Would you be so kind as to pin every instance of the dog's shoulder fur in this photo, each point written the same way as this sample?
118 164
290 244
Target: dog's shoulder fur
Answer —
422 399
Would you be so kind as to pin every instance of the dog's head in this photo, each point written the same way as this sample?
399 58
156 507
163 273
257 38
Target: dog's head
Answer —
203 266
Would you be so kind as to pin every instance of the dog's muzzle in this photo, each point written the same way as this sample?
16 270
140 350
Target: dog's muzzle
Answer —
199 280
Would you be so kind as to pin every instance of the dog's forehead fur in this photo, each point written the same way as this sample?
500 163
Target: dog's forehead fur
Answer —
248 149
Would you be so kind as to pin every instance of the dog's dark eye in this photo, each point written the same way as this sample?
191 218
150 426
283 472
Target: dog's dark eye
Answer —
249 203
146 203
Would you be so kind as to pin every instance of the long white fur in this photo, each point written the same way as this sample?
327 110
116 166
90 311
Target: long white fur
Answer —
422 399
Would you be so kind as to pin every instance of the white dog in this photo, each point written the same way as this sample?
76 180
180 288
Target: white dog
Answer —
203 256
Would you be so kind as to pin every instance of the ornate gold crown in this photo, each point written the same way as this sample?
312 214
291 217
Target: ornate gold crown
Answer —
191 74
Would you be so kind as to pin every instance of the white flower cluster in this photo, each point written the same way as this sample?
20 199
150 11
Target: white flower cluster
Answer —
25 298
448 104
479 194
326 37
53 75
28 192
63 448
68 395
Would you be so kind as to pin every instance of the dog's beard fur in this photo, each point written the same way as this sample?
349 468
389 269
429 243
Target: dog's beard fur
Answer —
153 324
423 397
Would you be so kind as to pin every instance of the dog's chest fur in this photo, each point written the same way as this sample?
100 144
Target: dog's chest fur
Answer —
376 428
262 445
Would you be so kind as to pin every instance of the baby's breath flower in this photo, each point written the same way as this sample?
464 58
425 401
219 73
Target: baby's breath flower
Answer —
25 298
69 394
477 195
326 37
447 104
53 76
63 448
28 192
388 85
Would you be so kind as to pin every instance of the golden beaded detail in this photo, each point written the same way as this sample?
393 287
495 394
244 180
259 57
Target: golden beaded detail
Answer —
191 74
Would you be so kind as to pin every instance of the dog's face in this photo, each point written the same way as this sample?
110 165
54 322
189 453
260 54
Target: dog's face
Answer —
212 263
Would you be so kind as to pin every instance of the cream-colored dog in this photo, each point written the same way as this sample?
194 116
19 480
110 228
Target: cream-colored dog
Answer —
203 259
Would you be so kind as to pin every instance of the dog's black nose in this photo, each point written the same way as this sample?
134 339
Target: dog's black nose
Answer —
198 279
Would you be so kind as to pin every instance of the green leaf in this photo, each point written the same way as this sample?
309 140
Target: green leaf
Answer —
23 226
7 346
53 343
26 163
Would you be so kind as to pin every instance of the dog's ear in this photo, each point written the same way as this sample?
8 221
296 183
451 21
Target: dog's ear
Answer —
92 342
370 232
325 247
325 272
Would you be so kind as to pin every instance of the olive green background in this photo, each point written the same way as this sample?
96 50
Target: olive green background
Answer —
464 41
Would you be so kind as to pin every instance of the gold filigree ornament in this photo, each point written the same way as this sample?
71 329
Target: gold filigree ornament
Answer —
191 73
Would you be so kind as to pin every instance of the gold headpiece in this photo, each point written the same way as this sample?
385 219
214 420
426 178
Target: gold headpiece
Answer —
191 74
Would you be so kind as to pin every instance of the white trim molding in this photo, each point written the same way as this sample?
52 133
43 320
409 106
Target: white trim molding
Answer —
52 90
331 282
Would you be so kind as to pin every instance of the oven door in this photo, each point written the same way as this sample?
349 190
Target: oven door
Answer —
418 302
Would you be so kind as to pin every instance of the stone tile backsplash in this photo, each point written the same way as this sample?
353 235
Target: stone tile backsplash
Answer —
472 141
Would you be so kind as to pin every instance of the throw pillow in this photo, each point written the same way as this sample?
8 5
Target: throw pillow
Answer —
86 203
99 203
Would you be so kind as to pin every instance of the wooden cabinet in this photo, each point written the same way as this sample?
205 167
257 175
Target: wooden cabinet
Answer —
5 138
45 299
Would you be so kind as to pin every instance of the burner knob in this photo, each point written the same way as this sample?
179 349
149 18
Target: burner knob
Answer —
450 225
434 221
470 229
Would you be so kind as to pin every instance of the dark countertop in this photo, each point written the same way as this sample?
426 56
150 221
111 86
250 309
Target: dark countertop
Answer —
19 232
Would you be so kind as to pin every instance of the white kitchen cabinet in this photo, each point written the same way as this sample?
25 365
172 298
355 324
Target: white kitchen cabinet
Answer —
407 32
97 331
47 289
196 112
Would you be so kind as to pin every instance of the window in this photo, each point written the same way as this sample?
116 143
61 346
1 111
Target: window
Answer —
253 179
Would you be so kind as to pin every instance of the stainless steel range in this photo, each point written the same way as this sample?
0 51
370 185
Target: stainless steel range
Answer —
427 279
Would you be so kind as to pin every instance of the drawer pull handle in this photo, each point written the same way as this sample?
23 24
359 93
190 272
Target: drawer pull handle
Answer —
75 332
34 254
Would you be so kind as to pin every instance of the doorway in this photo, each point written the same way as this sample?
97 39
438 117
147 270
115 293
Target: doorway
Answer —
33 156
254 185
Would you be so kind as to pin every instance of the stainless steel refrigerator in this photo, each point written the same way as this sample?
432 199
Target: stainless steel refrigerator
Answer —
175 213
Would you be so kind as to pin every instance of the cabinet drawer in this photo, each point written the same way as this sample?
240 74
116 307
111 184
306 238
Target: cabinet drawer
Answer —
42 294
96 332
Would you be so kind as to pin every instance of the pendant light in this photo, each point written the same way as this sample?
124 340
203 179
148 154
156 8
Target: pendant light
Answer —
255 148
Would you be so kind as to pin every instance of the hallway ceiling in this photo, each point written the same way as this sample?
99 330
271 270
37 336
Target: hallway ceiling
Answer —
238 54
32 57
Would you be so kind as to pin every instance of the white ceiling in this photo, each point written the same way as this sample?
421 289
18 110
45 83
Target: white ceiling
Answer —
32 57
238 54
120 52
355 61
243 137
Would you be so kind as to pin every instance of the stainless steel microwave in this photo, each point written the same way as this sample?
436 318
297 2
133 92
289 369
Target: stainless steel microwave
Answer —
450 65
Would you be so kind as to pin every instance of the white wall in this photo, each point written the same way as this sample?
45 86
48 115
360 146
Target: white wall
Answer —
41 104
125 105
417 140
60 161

==*==

» THE PROBLEM: Give the entries again in full, exactly as they are written.

» FULL RESPONSE:
Would you be so kind as to pin every instance of the dog's shoulder fur in this photo, each point written the same way as this sample?
118 164
290 244
Target: dog's shoulder fur
Answer —
422 399
Would you be so kind as to pin every instance of the dog's head in this photo, each point written the same way as this sample?
399 58
156 507
163 273
257 38
Target: dog's head
Answer —
203 266
Would you be so kind as to pin every instance of the dog's muzzle in this photo, each point written the same way as this sample?
16 270
140 350
Target: dog's muzzle
Answer —
199 280
Would you be so kind as to pin every instance of the dog's forehead fur in this photo, each point written the same way as this sample?
500 163
Target: dog's forehead fur
Answer —
248 149
Would you be so kind as to pin every instance of the dog's dark eye in this photo, each point written the same way as this sample?
191 218
150 426
283 472
Target: dog's dark eye
Answer —
249 203
146 203
Would you be so kind as to pin every instance of the long white fur in this photo, each point written the same way as this sample?
327 110
116 166
90 311
Target: long white fur
Answer —
422 399
Would you be so kind as to pin every instance of the white dog in this photo, each point written the same way as this sample?
76 180
180 288
Target: white dog
Answer —
203 256
Would you be so kind as to pin every instance of the ornate gold crown in this photo, each point written the same way as this sample?
312 214
291 217
Target: ornate gold crown
Answer —
191 74
Would you be so kind as to pin every instance of the white flower cluster in this photo, each point written the same way as this sample?
20 199
150 11
Target: white flower cluster
Answer —
25 298
448 104
479 194
326 37
53 75
28 192
63 448
68 395
Would you be so kind as to pin every instance of the dog's beard fur in this photo, each point written the same way as this sample?
349 468
389 269
429 243
Target: dog's beard fur
Answer —
153 324
423 397
Would you be so kind as to pin every instance of the dog's chest fur in this photo, each point written the same way as this sample?
100 144
Target: dog's chest fur
Answer —
376 428
262 445
Would you be so kind as to pin every instance of the baby's breath flower in this photo, each point written the same way as this sample?
464 58
425 401
219 73
Target: baby's breath flower
Answer —
25 298
69 394
477 195
326 37
447 104
53 76
63 448
28 192
388 85
Would you be so kind as to pin every instance of the golden beaded detail in this photo, each point written the same way as this sample?
393 287
495 394
244 180
259 57
Target: golden beaded detail
Answer —
191 74
Would you be so kind as to pin every instance of the dog's face in this photo, each point written the same way as this sample?
110 165
54 322
189 453
260 54
Target: dog's face
Answer —
212 263
Would you be so kind as to pin every instance of the cream-colored dog in this photo, each point written the same way as this sample?
194 116
19 480
110 228
Target: cream-colored dog
Answer —
203 259
Would you be so kind as to pin every instance of the dog's black nose in this photo, each point written the same way as this sample?
134 339
Target: dog's black nose
Answer —
198 279
Would you be so kind as to pin every instance of the green leaf in this photo, each point written the same way as this sample?
309 140
Target: green leaf
Answer —
23 226
7 346
53 343
26 163
Would you be so kind as to pin every instance of the dog's ear in this photo, each point written the same way as this sample?
8 221
296 183
451 21
Target: dog's ear
Answer —
92 342
370 232
325 247
325 272
Would you be so kind as to pin every instance of the olive green background in this photo, each point written the same way as this sample?
96 50
Target: olive green background
Answer —
464 41
Would you be so kind as to pin every instance of the gold filigree ornament in this photo, each point written the same way as this sample?
71 329
Target: gold filigree ornament
Answer —
191 73
Would you be so kind as to pin every instance of the gold headpiece in this photo, each point written the same way as this sample?
385 219
214 420
426 178
Target: gold headpiece
Answer —
191 74
Would you be so kind as to pin every instance of the white trim molding in this photo, each point written the same way as this sample?
52 133
43 320
409 106
Target: white trim molding
Answer —
52 90
331 282
Would you be so kind as to pin every instance of the oven door in this photo, each point written the same way as this sample?
349 190
Target: oven door
Answer —
418 302
Would you be so kind as to pin every instance of the stone tile backsplash in this photo, each point written the same way as this sample?
353 235
Target: stone tile backsplash
Answer —
472 141
Would you be so kind as to pin every instance of the throw pillow in this photo, each point written the same way as this sample?
8 5
Target: throw pillow
Answer —
86 203
99 203
Would you be so kind as to pin every instance of the wooden cabinet in this photo, each point written the same way as this sample?
205 167
257 175
Target: wooden cabinet
Answer —
5 138
45 299
Would you be so kind as to pin every instance of the burner knob in this photo, each point written the same way as this sample?
179 349
149 18
Target: burner knob
Answer —
450 225
434 221
470 229
Would you be so kind as to pin every instance of the dark countertop in this photo, each point written the same way as this sample?
426 56
150 221
111 86
250 309
Target: dark countertop
Answer —
19 232
Would you be so kind as to pin every instance of the white kitchen cabinet in this photo, each point written the same way as this sample?
25 365
172 298
355 324
Target: white kitchen cabinet
Answer —
407 32
97 331
47 289
196 112
Would you be so kind as to pin every instance of the window in this photo, each point written the same way as this sample?
116 143
61 346
1 111
Target: window
Answer —
253 179
Would you be so kind as to pin every instance of the stainless steel range in this photo, each point written the same way as this sample?
0 51
370 185
Target: stainless steel range
Answer —
427 279
Would you be so kind as to pin every instance of the drawer pull handle in this photo, each point written the same way as this sample?
23 24
359 93
190 272
Target: drawer pull handle
Answer —
75 332
34 254
Would you be so kind as to pin every instance of the doorway in this photo, each point written the same way as this sample?
97 39
438 117
147 270
115 293
Target: doorway
Answer —
33 156
254 185
Would you be so kind as to pin every instance of the stainless steel refrigerator in this photo, each point written the same way as this sample?
432 199
Target: stainless steel refrigerator
Answer —
175 213
Would you be so kind as to pin every instance of the cabinet drawer in this photo, each point written the same way as this sample?
240 74
116 307
111 184
306 238
Target: cabinet drawer
Answer —
42 294
96 332
Would you be so kind as to pin every instance of the pendant light in this photo, each point written the same way as this sample?
124 340
203 179
148 154
156 8
Target: pendant light
Answer —
255 148
Would you be so kind as to pin every instance of the hallway ceiling in this photo, each point written the same way as this sample?
99 330
271 270
37 336
Target: hallway ceiling
Answer —
238 54
32 57
Would you be so kind as to pin every instance of the white ceiling in this photo, each point written the same way as this sample?
421 289
18 110
45 83
Target: white ceiling
Answer —
32 57
238 54
120 52
355 61
243 137
Would you be so kind as to pin every instance of the stainless steel microwave in this photo, each point written the same way as this sample?
436 318
297 2
133 92
289 369
Target: stainless steel microwave
Answer —
450 65
Would you be so kind as to pin every instance of the white wall in this photo, each point written the same way as this sample?
45 86
48 115
360 146
Target: white wall
Answer —
41 104
125 105
417 140
60 161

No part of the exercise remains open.